* **Tareas**:
a – Responde estas preguntas sobre el relato del exorcismo:
(i) ¿Cerca de qué ciudad predicaba Santo Domingo?
(ii) ¿Cuántos demonios confesaron poseer el cuerpo del albigense?
(iii) ¿Qué arrojó Santo Domingo al cuello del poseso?
b – Por favor, repite sin cambios el fragmento del relato del exorcismo que empieza con "Lo exorcizó el" y sigue hasta "otros particulares.".

* **Texto para leer**:
:::

Mientras Santo Domingo
predicaba cerca de Carcasona, le presentaron un albigense poseído del demonio.
Lo exorcizó el Santo en presencia de una gran muchedumbre. Se cree que estaban
presentes más de doce mil hombres. Los demonios que poseían a este infeliz
fueron obligados a responder, a pesar suyo, a las preguntas del Santo y
confesaron:
1) que eran quince mil los que
poseían el cuerpo de aquel miserable, porque había combatido los quince
misterios del Rosario;
2) que con el Rosario que
Santo Domingo predicaba causaba terror y espanto a todo el infierno, y que era
el hombre más odiado por ellos a causa de las almas que les arrebataba con la
devoción del Rosario;
3) revelaron, además, muchos
otros particulares.
Santo Domingo arrojó su
rosario al cuello del poseso y les preguntó que de todos los santos del Cielo a
quién temían más, y a quién debían amar y honrar más los mortales.
A esta pregunta, los demonios
prorrumpieron en alaridos tan espantosos, que la mayor parte de los oyentes
cayó en tierra, sobrecogidos de espanto. Los espíritus malignos, para no
responder, comenzaron a llorar y lamentarse en forma tan lastimera y
conmovedora, que muchos de los presentes empezaron también a llorar movidos por
natural compasión. Y decían con voz dolorida por boca del poseso: «¡Domingo!
¡Domingo! ¡Ten piedad de nosotros! ¡Te prometemos no hacerte daño! ¡Tú que
tienes tanta santa compasión de los pecadores y miserables, ten piedad de
nosotros! ¡Mira cuánto padecemos! ¿Por qué te complaces en aumentar nuestras
penas? ¡Conténtate con las que ya padecemos! ¡Misericordia! ¡Misericordia!
¡Misericordia!».

:::

Entradas de señalamiento de objetos nombrados:
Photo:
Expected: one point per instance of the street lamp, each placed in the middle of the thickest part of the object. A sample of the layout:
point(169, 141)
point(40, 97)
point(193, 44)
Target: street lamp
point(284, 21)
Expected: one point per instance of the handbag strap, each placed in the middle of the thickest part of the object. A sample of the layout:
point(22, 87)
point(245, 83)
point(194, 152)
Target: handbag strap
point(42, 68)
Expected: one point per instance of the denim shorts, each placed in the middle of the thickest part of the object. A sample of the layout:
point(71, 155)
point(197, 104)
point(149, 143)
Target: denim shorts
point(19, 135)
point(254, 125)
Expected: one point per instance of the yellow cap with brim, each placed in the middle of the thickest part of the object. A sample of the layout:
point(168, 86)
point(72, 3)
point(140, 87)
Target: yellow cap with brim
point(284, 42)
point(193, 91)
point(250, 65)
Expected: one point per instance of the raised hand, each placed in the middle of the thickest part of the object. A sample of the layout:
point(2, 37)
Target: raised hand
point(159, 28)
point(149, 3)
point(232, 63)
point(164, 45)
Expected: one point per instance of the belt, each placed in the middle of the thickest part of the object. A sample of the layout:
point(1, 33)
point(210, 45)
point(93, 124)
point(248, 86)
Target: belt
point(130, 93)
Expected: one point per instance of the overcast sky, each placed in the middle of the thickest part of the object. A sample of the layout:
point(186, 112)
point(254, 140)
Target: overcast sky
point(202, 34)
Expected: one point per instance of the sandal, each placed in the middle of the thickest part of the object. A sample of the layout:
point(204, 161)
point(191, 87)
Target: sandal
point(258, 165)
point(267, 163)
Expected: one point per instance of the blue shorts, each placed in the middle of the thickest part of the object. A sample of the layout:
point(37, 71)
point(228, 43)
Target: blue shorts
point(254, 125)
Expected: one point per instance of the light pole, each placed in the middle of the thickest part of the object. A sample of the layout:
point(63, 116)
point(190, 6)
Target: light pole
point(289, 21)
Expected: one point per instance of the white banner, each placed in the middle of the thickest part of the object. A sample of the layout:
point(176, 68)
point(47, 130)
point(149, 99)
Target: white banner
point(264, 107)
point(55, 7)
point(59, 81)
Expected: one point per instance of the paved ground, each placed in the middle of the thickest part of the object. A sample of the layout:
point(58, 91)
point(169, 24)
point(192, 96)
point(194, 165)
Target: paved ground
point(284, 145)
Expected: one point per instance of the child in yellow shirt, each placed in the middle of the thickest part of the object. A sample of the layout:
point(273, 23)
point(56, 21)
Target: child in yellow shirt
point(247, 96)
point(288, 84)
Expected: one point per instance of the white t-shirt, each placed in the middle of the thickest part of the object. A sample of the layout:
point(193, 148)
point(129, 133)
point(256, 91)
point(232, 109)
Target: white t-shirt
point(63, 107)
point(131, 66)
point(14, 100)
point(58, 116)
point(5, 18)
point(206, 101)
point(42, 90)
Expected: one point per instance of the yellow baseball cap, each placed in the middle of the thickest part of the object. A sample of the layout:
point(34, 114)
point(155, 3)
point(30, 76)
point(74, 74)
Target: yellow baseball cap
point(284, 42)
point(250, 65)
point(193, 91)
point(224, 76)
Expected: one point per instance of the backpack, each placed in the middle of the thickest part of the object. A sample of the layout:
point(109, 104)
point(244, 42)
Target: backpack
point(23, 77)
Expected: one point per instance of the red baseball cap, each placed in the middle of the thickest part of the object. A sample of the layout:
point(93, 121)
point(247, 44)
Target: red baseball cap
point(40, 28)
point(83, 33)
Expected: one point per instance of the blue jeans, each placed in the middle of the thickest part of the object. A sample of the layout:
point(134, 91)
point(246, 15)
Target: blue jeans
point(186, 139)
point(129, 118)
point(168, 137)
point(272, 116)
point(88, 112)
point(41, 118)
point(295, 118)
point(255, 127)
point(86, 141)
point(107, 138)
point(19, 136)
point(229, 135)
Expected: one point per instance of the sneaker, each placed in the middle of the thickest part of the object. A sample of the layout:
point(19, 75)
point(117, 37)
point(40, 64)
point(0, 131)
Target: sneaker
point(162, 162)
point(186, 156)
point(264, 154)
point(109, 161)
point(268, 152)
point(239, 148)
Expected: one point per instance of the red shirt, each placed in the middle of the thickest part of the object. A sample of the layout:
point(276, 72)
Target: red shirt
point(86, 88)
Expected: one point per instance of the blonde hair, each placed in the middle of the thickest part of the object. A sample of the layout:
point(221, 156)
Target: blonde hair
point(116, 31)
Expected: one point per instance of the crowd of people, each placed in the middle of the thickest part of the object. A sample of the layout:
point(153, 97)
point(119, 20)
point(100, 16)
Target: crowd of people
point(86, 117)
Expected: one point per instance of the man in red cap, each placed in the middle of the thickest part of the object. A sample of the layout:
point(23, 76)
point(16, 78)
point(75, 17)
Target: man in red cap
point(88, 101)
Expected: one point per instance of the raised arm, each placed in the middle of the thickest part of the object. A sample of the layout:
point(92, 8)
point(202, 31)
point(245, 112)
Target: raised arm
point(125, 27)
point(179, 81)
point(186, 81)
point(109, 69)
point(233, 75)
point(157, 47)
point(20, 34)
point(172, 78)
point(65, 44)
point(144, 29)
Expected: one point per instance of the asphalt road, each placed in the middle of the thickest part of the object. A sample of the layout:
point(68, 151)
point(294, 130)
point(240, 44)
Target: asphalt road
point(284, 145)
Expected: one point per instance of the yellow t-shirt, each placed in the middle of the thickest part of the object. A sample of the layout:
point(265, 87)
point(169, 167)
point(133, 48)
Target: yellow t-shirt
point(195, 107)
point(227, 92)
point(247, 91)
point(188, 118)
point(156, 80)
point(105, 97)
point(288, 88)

:::

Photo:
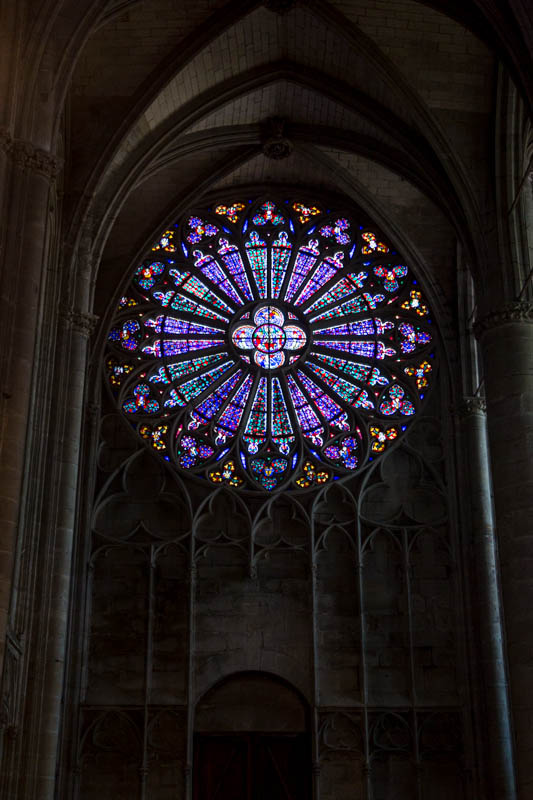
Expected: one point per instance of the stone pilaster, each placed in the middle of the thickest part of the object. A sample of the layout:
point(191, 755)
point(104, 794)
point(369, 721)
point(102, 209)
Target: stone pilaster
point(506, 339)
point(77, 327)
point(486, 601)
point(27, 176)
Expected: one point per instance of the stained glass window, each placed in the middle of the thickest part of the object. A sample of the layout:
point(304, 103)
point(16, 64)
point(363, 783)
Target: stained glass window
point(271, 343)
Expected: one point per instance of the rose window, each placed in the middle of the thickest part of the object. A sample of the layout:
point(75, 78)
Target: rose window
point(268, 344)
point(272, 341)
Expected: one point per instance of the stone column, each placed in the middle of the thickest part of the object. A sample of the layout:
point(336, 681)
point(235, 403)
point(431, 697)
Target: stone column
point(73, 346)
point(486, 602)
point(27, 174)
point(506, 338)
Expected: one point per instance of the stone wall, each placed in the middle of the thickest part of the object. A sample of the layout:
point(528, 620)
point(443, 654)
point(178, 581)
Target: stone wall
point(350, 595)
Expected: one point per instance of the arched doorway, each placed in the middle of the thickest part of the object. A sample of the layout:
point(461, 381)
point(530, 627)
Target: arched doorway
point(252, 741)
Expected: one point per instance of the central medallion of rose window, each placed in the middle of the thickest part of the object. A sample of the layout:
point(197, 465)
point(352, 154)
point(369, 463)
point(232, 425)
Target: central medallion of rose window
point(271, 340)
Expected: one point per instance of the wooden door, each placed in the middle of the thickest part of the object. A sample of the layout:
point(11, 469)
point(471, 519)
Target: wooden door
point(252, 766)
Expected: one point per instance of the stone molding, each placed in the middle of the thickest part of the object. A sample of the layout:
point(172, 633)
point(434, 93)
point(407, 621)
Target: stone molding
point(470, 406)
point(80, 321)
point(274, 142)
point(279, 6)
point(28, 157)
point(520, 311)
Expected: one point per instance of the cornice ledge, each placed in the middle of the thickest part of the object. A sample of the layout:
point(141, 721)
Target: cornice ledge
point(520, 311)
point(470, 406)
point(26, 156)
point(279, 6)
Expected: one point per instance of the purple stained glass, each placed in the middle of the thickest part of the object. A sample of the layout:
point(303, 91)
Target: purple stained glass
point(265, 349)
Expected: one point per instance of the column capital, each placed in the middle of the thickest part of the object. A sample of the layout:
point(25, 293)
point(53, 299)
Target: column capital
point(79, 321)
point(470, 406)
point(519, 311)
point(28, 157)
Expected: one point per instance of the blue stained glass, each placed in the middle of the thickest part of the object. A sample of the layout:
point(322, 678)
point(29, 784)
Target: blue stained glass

:::

* **Respuestas**:
a –
(i) Cerca de Carcasona.
(ii) Quince mil.
(iii) Su rosario.

b –
Lo exorcizó el Santo en presencia de una gran muchedumbre. Se cree que estaban
presentes más de doce mil hombres. Los demonios que poseían a este infeliz
fueron obligados a responder, a pesar suyo, a las preguntas del Santo y
confesaron:
1) que eran quince mil los que
poseían el cuerpo de aquel miserable, porque había combatido los quince
misterios del Rosario;
2) que con el Rosario que
Santo Domingo predicaba causaba terror y espanto a todo el infierno, y que era
el hombre más odiado por ellos a causa de las almas que les arrebataba con la
devoción del Rosario;
3) revelaron, además, muchos
otros particulares.